Saved entries:
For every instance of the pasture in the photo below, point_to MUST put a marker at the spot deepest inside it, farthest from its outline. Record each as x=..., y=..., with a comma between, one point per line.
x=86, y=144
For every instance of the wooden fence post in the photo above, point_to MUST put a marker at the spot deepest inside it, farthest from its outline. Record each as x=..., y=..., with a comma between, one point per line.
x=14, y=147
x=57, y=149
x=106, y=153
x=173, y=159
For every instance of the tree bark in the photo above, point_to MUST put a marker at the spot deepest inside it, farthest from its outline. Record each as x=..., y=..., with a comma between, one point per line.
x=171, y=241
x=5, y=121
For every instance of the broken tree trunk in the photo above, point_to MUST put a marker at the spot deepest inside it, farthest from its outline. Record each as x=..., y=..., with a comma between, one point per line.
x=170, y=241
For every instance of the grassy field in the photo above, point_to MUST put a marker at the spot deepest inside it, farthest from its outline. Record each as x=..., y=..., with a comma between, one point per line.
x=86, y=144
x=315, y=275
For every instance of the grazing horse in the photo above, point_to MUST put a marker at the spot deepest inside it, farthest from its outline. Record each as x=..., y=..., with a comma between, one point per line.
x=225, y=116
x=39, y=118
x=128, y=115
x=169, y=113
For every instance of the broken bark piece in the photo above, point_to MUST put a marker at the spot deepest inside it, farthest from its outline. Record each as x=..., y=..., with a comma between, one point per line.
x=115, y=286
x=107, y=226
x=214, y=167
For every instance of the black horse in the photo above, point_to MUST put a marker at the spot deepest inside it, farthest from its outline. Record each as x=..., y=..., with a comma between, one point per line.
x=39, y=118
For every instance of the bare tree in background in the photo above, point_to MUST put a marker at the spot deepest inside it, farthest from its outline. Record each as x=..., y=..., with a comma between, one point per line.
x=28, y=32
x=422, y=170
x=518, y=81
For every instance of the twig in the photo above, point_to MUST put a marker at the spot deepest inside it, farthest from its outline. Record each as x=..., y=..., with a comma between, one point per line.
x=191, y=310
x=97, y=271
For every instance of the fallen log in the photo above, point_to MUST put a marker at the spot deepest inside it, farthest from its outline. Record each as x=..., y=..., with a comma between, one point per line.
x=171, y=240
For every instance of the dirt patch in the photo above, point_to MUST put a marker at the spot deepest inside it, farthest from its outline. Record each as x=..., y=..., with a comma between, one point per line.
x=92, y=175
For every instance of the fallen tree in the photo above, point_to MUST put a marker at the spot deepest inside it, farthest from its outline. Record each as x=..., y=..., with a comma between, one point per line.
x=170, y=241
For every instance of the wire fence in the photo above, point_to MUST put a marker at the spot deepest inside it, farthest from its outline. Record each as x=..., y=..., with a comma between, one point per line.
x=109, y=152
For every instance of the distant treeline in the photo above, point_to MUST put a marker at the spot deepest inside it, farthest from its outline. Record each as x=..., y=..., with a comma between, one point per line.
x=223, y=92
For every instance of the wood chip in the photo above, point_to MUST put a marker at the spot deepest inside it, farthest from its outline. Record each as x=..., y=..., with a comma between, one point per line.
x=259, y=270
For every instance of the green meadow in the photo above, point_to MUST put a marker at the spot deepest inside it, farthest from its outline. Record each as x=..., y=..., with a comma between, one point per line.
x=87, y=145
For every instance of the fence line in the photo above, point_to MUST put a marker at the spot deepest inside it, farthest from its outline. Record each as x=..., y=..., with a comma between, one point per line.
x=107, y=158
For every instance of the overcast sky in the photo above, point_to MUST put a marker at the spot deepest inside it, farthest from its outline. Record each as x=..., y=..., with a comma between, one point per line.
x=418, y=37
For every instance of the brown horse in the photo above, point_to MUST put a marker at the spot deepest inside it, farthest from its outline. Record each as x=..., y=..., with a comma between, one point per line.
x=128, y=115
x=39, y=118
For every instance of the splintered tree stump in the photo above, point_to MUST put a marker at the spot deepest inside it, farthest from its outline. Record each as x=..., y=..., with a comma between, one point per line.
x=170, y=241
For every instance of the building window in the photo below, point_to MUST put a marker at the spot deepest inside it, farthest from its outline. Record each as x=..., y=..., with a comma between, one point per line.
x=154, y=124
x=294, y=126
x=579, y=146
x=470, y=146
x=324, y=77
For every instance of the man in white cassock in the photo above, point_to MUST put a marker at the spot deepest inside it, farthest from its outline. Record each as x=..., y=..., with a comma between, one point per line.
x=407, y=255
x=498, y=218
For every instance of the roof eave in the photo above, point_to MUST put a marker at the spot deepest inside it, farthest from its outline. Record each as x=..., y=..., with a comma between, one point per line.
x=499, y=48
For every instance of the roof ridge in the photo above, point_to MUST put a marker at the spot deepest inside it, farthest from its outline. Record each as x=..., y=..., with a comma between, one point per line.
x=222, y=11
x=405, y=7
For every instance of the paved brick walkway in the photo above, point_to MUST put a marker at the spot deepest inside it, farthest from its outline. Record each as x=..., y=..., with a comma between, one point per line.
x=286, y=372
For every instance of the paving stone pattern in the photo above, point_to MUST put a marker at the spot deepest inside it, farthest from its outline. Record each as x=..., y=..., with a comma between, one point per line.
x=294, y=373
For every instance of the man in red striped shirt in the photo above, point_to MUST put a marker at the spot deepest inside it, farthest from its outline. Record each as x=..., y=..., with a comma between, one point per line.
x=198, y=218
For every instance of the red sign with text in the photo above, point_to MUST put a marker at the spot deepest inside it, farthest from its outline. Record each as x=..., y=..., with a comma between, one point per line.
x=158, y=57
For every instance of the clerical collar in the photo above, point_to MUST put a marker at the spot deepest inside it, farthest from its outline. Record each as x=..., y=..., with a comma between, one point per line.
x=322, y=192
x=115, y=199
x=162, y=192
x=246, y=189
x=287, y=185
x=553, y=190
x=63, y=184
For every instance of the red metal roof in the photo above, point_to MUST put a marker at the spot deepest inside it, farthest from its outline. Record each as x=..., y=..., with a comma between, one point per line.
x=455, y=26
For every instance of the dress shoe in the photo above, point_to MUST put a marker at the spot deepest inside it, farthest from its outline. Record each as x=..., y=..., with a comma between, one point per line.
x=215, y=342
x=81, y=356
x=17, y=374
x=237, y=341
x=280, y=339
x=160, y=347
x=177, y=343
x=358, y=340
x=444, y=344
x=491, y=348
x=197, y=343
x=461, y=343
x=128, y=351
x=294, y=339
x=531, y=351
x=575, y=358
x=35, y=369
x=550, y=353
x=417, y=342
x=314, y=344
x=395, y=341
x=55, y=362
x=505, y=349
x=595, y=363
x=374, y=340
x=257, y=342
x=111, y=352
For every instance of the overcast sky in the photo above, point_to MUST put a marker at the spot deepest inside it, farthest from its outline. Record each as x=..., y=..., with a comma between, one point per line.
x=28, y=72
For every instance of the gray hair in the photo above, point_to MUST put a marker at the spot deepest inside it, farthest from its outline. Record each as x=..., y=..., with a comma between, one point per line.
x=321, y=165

Aim of the task:
Take the line containing "For every instance of the red metal" as the first line and the last line of the data above as the final one. Write out these lines and all between them exactly.

Result of the exercise:
For every instance of the red metal roof in the photo above, point_to MUST put a marker at the spot deepest inside it, farthest from its outline. Record each as x=..., y=..., with a comma between, one point per line.
x=455, y=26
For every instance of the dress shoe in the photo above, point_to MUST put a marker at the spot deepest inside it, farthest from its outline. Record each as x=..., y=..., with a comma between, one point per line.
x=215, y=342
x=81, y=356
x=17, y=374
x=237, y=341
x=280, y=339
x=160, y=347
x=177, y=343
x=358, y=340
x=444, y=344
x=491, y=348
x=197, y=343
x=461, y=343
x=128, y=351
x=294, y=339
x=531, y=351
x=575, y=358
x=35, y=369
x=550, y=353
x=417, y=342
x=314, y=344
x=395, y=341
x=55, y=362
x=505, y=349
x=595, y=363
x=374, y=340
x=257, y=342
x=111, y=352
For every instance of the overcast sky in the photo above, point_to MUST put a marker at the spot deepest inside it, farthest from its outline. Record each as x=..., y=..., with a comma between, one point per line.
x=28, y=72
For every instance of the gray hair in the photo above, point_to MUST put a marker at the spot deepest inside it, farthest from its outline. Record each as x=..., y=..., with a comma between, one point per line.
x=321, y=165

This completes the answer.